So even though I always got better grades in English class than in

math and science, I decided to pursue a technical degree. I was

quite the misfit in the engineering department at college, having

scored higher on the verbal section of the SAT than the math

section. But the prospect of a good-paying job in a field with

unlimited growth potential called to me like a siren song, and I

labored on for four years (OK maybe it was a little more than four)

and eventually emerged with a degree in computer science.

Even though I graduated in the midst of the late ‘80s

recession, I found a job within a few weeks of receiving my

diploma. For the next 20 years the high-tech industry was good to

me, and I slept well at night secure in the knowledge that I had

made a sound decision career-wise.

But now there is a huge dark cloud on my job horizon, and the name

of that cloud is “outsourcing.”

Outsourcing is not a new phenomenon. The shipping of U.S. jobs to

overseas locations where cheap labor is plentiful has already

decimated most of our manufacturing industries.

Manufacturing workers in places like Mexico and China make mere

pennies on the dollar compared to their American counterparts, and

it didn’t take long for American business owners to realize

that they could drastically increase their profits by shipping

those jobs to other countries. So that’s just what they

did.

When that was going on, the government told the displaced American

workers that they needed to adapt, to retrain themselves for the

high-tech jobs that were being created by the “new

economy.” Many of them did just that. And people like me,

searching for a career path as college freshmen, got the message as

well and we prepared ourselves for the jobs that would take us into

the 21st century.

• _Exercise inputs_:
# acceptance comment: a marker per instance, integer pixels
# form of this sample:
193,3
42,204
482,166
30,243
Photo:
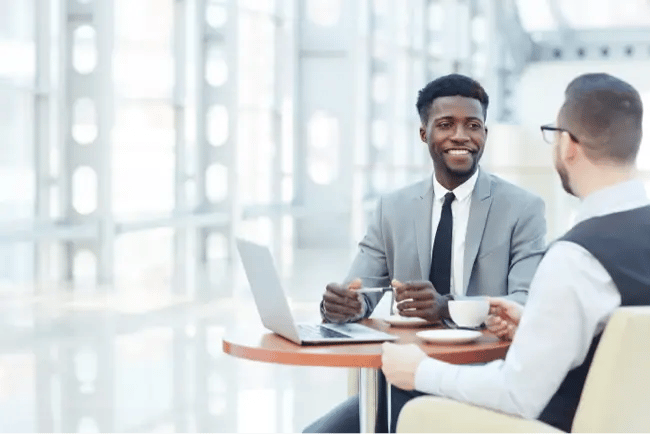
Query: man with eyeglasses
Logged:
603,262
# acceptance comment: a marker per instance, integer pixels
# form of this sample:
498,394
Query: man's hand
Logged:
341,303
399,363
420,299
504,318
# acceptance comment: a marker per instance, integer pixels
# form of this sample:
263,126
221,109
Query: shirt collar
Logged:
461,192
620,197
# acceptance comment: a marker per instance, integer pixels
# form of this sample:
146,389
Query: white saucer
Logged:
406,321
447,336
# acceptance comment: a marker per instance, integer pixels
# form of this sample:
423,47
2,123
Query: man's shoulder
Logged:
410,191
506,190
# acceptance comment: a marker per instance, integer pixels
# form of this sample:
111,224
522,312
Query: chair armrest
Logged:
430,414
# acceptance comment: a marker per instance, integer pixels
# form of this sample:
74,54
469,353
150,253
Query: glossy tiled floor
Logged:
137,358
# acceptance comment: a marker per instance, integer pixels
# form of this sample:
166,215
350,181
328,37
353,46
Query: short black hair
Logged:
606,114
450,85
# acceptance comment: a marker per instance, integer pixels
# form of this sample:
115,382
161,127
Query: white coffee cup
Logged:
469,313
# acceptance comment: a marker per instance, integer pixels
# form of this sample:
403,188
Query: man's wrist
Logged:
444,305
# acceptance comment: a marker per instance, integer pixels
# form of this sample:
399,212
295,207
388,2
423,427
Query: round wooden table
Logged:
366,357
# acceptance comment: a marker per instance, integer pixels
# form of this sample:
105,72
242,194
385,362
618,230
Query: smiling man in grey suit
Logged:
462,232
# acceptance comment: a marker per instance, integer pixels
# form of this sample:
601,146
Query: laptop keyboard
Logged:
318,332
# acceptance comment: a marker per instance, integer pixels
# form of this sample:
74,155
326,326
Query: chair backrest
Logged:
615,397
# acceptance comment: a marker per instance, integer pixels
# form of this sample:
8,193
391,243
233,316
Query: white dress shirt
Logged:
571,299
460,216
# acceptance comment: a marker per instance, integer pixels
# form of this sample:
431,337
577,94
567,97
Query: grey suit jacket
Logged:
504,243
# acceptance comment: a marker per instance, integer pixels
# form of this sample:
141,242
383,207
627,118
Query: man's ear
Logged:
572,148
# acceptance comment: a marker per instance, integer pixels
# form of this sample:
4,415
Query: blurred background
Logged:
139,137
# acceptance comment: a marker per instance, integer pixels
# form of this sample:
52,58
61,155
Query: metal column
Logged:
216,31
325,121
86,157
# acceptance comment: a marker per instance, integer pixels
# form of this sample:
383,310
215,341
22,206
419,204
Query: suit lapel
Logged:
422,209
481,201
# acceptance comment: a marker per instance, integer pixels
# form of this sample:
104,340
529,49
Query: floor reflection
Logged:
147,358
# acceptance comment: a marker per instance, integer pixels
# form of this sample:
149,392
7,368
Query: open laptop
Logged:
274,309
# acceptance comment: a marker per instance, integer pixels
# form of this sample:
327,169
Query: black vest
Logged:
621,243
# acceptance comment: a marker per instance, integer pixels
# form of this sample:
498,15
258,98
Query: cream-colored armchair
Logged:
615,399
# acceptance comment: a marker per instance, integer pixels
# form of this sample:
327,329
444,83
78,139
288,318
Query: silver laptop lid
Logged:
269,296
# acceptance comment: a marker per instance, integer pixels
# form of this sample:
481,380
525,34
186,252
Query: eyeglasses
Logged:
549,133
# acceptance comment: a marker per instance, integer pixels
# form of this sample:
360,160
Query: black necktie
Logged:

• _Set tasks_:
• A. Reproduce the outsourcing passage in full, word for word.
• B. How many lines of the records contain the string "floor"? Case matters, so give only the number.
The records have nothing to do with the outsourcing passage.

• _Full answers_:
• A.
So even though I always got better grades in English class than in

math and science, I decided to pursue a technical degree. I was

quite the misfit in the engineering department at college, having

scored higher on the verbal section of the SAT than the math

section. But the prospect of a good-paying job in a field with

unlimited growth potential called to me like a siren song, and I

labored on for four years (OK maybe it was a little more than four)

and eventually emerged with a degree in computer science.

Even though I graduated in the midst of the late ‘80s

recession, I found a job within a few weeks of receiving my

diploma. For the next 20 years the high-tech industry was good to

me, and I slept well at night secure in the knowledge that I had

made a sound decision career-wise.

But now there is a huge dark cloud on my job horizon, and the name

of that cloud is “outsourcing.”

Outsourcing is not a new phenomenon. The shipping of U.S. jobs to

overseas locations where cheap labor is plentiful has already

decimated most of our manufacturing industries.

Manufacturing workers in places like Mexico and China make mere

pennies on the dollar compared to their American counterparts, and

it didn’t take long for American business owners to realize

that they could drastically increase their profits by shipping

those jobs to other countries. So that’s just what they

did.

When that was going on, the government told the displaced American

workers that they needed to adapt, to retrain themselves for the

high-tech jobs that were being created by the “new

economy.” Many of them did just that. And people like me,

searching for a career path as college freshmen, got the message as

well and we prepared ourselves for the jobs that would take us into

the 21st century.

• B. 2